§ SUPPLIED DATA:
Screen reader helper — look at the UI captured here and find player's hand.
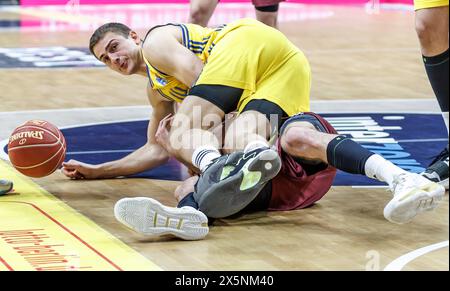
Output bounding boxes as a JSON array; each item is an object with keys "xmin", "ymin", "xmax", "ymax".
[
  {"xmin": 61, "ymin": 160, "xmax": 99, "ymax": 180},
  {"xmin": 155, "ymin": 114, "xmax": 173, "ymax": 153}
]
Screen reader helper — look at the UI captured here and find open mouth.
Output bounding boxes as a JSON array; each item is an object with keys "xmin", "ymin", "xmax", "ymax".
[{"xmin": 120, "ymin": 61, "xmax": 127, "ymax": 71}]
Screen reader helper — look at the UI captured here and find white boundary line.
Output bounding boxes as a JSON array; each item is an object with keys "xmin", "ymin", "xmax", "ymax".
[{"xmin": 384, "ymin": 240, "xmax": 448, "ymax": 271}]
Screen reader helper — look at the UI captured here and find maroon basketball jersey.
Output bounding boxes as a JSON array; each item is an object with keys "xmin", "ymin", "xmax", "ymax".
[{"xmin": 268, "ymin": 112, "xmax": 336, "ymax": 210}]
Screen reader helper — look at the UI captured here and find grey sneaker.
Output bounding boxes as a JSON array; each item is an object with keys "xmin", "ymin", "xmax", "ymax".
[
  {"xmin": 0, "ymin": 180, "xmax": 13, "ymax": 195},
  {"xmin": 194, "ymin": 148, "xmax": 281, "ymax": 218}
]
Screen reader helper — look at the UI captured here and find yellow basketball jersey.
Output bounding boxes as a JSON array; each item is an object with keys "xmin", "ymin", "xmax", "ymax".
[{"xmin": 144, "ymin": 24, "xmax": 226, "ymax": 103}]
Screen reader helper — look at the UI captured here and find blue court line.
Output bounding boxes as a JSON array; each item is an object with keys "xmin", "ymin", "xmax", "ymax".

§ SHORT PROBLEM: Render every line of the records above as a JSON list of strings, one string per line, with blank lines omitted. Leave the pictures out of the list.

§ ANSWER FOR THIS EXERCISE:
[
  "Screen reader helper — look at the UI captured here and find player's hand.",
  "Output bounding boxes as a JSON array; each item is an object with keys \"xmin\", \"ymin\", \"xmax\", \"ymax\".",
  "[",
  "  {\"xmin\": 61, \"ymin\": 160, \"xmax\": 99, \"ymax\": 180},",
  "  {\"xmin\": 155, \"ymin\": 114, \"xmax\": 173, \"ymax\": 153}",
  "]",
  "Screen reader helper — look at the UI captured here and find open mouth.",
  "Output bounding boxes as a JSON array; each item is an object with keys \"xmin\", \"ymin\", \"xmax\", \"ymax\".",
  "[{\"xmin\": 120, \"ymin\": 61, \"xmax\": 127, \"ymax\": 71}]",
  "Screen reader helper — look at the UI captured here and find white boundary line.",
  "Output bounding boxes as a JSON array; each item is an object with keys \"xmin\", \"ymin\", \"xmax\", \"ymax\".",
  "[{\"xmin\": 384, \"ymin\": 240, \"xmax\": 448, \"ymax\": 271}]",
  "Screen reader helper — look at the UI captured here and find maroon basketball jersey.",
  "Output bounding boxes as a JSON array; each item is an object with keys \"xmin\", \"ymin\", \"xmax\", \"ymax\".",
  "[{\"xmin\": 268, \"ymin\": 112, \"xmax\": 336, \"ymax\": 210}]",
  "Screen reader helper — look at the UI captured here and find grey sneaker.",
  "Output bounding boxes as a JSON array; each item is an object with keys \"xmin\", \"ymin\", \"xmax\", \"ymax\".",
  "[",
  "  {\"xmin\": 0, \"ymin\": 180, \"xmax\": 13, \"ymax\": 195},",
  "  {\"xmin\": 194, \"ymin\": 148, \"xmax\": 281, \"ymax\": 218}",
  "]",
  "Screen reader helper — look at the UI captured here and find yellow basketball jersey.",
  "Output bounding boxes as a JSON array; each item is an object with keys \"xmin\", \"ymin\", \"xmax\", \"ymax\".",
  "[{\"xmin\": 144, \"ymin\": 24, \"xmax\": 226, \"ymax\": 103}]",
  "Screen reader helper — look at the UI captured here and find blue court line.",
  "Output bounding boxes as a JSON array; each item is an object with keys \"xmin\", \"ymin\", \"xmax\", \"ymax\"."
]